**Task to carry out:** Copy the items below word for word, beginning at the line that contains "For the benchmark, mark each instance of the green" and continuing through the line that contains "For the benchmark, mark each instance of the window", with both of those lines included.

**Record list:**
/---

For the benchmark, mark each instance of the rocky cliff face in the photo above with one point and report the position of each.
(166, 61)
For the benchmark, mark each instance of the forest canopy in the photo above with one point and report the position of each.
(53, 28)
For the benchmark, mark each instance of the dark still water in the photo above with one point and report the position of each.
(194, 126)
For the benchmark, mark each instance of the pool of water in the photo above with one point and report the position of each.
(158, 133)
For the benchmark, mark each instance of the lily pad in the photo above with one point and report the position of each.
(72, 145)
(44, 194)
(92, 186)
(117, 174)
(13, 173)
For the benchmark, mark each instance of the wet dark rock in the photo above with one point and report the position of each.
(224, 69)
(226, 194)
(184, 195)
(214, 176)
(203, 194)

\---
/---

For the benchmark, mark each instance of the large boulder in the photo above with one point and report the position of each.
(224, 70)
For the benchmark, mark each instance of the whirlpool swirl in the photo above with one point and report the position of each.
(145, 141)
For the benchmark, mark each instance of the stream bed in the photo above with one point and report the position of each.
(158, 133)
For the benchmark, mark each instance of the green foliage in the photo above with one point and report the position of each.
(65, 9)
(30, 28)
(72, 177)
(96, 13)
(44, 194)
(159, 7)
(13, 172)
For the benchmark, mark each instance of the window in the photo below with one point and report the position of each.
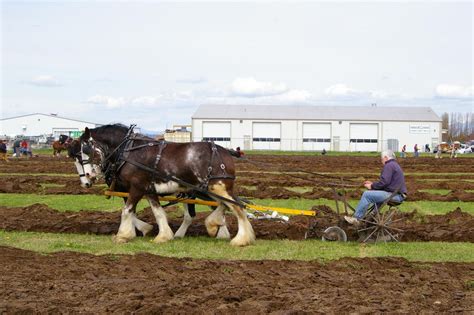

\---

**The solution:**
For the benchmark, mark each instance of the green foliage in the photo above with one point and report the position of each.
(65, 9)
(30, 28)
(72, 177)
(96, 13)
(44, 194)
(159, 7)
(13, 172)
For the benchmark, mark each instance of the window in the photo below with one point and report the position of each.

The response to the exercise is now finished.